* _Aim_: Render the material below as a Markdown table with the columns Row and Text, giving each line its own numbered row and omitting blank lines.
[BEGIN Entries supplied]
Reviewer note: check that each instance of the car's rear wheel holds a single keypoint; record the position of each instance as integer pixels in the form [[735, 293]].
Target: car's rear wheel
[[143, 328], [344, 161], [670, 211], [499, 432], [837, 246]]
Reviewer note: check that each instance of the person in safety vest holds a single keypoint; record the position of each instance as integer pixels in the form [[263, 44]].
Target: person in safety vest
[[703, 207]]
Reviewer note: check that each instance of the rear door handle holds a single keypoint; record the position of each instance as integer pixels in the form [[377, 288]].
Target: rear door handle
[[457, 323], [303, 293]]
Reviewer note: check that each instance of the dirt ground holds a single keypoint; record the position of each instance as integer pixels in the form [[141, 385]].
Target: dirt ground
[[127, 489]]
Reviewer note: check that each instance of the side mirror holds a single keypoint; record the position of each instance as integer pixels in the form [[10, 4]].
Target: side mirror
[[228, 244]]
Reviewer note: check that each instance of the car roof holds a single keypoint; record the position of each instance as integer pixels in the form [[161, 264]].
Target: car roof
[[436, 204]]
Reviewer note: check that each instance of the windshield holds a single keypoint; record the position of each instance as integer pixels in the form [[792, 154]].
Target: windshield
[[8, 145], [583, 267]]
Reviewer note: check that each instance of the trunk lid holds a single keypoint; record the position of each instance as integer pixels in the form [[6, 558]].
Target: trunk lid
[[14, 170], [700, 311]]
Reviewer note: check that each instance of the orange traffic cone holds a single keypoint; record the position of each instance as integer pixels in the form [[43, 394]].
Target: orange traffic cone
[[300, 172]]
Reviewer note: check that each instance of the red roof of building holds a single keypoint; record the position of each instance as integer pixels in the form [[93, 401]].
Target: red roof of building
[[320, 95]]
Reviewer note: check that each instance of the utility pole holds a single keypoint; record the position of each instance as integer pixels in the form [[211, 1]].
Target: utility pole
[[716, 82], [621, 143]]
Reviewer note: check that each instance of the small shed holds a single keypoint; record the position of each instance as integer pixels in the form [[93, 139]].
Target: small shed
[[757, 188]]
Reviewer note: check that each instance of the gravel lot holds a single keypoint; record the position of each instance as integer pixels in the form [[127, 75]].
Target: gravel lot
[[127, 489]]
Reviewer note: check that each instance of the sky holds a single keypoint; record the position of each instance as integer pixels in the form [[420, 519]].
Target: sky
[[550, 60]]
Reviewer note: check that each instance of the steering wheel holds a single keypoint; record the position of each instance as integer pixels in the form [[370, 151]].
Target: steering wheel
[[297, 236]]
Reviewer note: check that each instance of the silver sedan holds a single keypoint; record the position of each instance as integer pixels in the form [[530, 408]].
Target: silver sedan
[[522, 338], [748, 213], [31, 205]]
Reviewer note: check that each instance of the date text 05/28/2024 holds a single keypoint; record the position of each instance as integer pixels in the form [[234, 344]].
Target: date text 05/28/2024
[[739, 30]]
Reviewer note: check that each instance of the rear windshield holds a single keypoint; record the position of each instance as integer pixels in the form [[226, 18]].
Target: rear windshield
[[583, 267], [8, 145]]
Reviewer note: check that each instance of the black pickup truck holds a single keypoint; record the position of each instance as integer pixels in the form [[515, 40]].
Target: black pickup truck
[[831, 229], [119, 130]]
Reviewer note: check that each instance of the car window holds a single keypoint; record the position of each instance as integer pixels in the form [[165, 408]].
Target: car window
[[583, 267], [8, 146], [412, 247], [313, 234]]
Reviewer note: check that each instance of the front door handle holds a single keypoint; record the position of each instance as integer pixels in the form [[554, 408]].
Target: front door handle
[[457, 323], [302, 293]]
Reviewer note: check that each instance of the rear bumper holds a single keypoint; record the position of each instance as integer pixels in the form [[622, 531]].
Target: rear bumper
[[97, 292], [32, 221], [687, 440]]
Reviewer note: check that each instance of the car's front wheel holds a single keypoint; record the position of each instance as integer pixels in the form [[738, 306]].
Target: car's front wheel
[END Entries supplied]
* _Finished answer_:
| Row | Text |
|---|---|
| 1 | Reviewer note: check that each instance of the car's rear wheel holds a single keypoint; record the position of each instance as integer pixels in the form [[735, 293]]. |
| 2 | Target: car's rear wheel |
| 3 | [[143, 328], [344, 161], [670, 211], [499, 432], [837, 246]] |
| 4 | Reviewer note: check that each instance of the person in safety vest holds a single keypoint; record the position of each instance as integer pixels in the form [[263, 44]]. |
| 5 | Target: person in safety vest |
| 6 | [[703, 207]] |
| 7 | Reviewer note: check that each instance of the rear door handle holds a single keypoint; record the position of each instance as integer pixels in the form [[377, 288]]. |
| 8 | Target: rear door handle |
| 9 | [[457, 323], [303, 293]] |
| 10 | Reviewer note: check that each instance of the dirt ground holds a single keypoint; record the position of each instance as integer pixels in the form [[141, 385]]. |
| 11 | Target: dirt ground |
| 12 | [[127, 489]] |
| 13 | Reviewer note: check that each instance of the side mirror holds a single keypoint; record the position of each instance as integer pixels in the form [[10, 4]]. |
| 14 | Target: side mirror |
| 15 | [[228, 244]] |
| 16 | Reviewer note: check that each instance of the car roof holds a single keypoint; record the position of each instance as integer pixels in the form [[161, 264]]. |
| 17 | Target: car roof |
| 18 | [[436, 204]] |
| 19 | Reviewer note: check that each instance of the windshield holds a single keypoint; record the position of each instance as integer pixels in the form [[792, 154]]. |
| 20 | Target: windshield |
| 21 | [[8, 145], [583, 267]] |
| 22 | Reviewer note: check that each instance of the trunk lid holds a single keypoint; record the position of each instance as integer pixels in the form [[6, 558]]. |
| 23 | Target: trunk lid |
| 24 | [[14, 170], [700, 311]] |
| 25 | Reviewer note: check that each instance of the orange traffic cone holds a single keypoint; record the position of each instance as integer pixels in the form [[43, 394]]. |
| 26 | Target: orange traffic cone |
| 27 | [[300, 172]] |
| 28 | Reviewer note: check that each instance of the red roof of building holds a single keypoint; record the position of each instance as integer pixels in the form [[93, 401]]. |
| 29 | Target: red roof of building |
| 30 | [[320, 95]] |
| 31 | Reviewer note: check that each instance of the utility pole holds a single keypoint; record the position of each instance as integer pixels in the form [[211, 1]]. |
| 32 | Target: utility pole |
| 33 | [[716, 82], [621, 143]] |
| 34 | Reviewer note: check that each instance of the small shed holds a single keypoint; record the position of each instance as integer pixels in the form [[93, 139]]. |
| 35 | Target: small shed |
| 36 | [[757, 188]] |
| 37 | Reviewer note: check that each instance of the gravel lot holds a single keypoint; record the position of each instance as integer pixels in the form [[127, 75]]. |
| 38 | Target: gravel lot |
| 39 | [[127, 489]] |
| 40 | Reviewer note: check that each instance of the sky holds a single keypoint; record the position of each instance as integer pixels in the form [[420, 519]]. |
| 41 | Target: sky |
| 42 | [[550, 60]] |
| 43 | Reviewer note: check that each instance of the steering wheel holds a single keypoint; record the position of each instance as integer pixels in the form [[370, 151]]. |
| 44 | Target: steering wheel |
| 45 | [[297, 236]] |
| 46 | Reviewer note: check that each instance of the silver sedan holds a single keypoint; record the position of each instance as integer pixels in the form [[530, 408]]. |
| 47 | Target: silver sedan |
| 48 | [[522, 338], [748, 213], [31, 205]] |
| 49 | Reviewer note: check that each instance of the date text 05/28/2024 holds a single keypoint; record the position of each instance as integer pixels in the form [[234, 344]]. |
| 50 | Target: date text 05/28/2024 |
| 51 | [[739, 30]] |
| 52 | Reviewer note: check that each instance of the rear windshield holds a single keypoint; record the position of each instance as integer pixels in the form [[226, 18]]. |
| 53 | Target: rear windshield |
| 54 | [[583, 267], [8, 145]] |
| 55 | Reviewer note: check that each instance of the black pickup truck holds a single keypoint; record the position of each instance as integer pixels in the form [[515, 40]]. |
| 56 | Target: black pickup truck |
| 57 | [[831, 229], [119, 130]] |
| 58 | Reviewer note: check that each instance of the car window holds a single keypoint; record the position of each instance as integer pixels in the form [[165, 408]]. |
| 59 | Target: car window |
| 60 | [[583, 267], [8, 146], [412, 247], [313, 234]] |
| 61 | Reviewer note: check that each instance of the front door handle holds a single keypoint; record the position of each instance as integer pixels in the form [[554, 408]]. |
| 62 | Target: front door handle |
| 63 | [[457, 323], [302, 293]] |
| 64 | Reviewer note: check that each instance of the rear bumper holds a single keypoint; record the position of each instance as integer pixels in the form [[622, 531]]. |
| 65 | Target: rear bumper |
| 66 | [[97, 292], [32, 221], [687, 440]] |
| 67 | Reviewer note: check that each instance of the car's front wheel holds a single keypoint; record the position of each instance as integer pixels in the form [[738, 306]]. |
| 68 | Target: car's front wheel |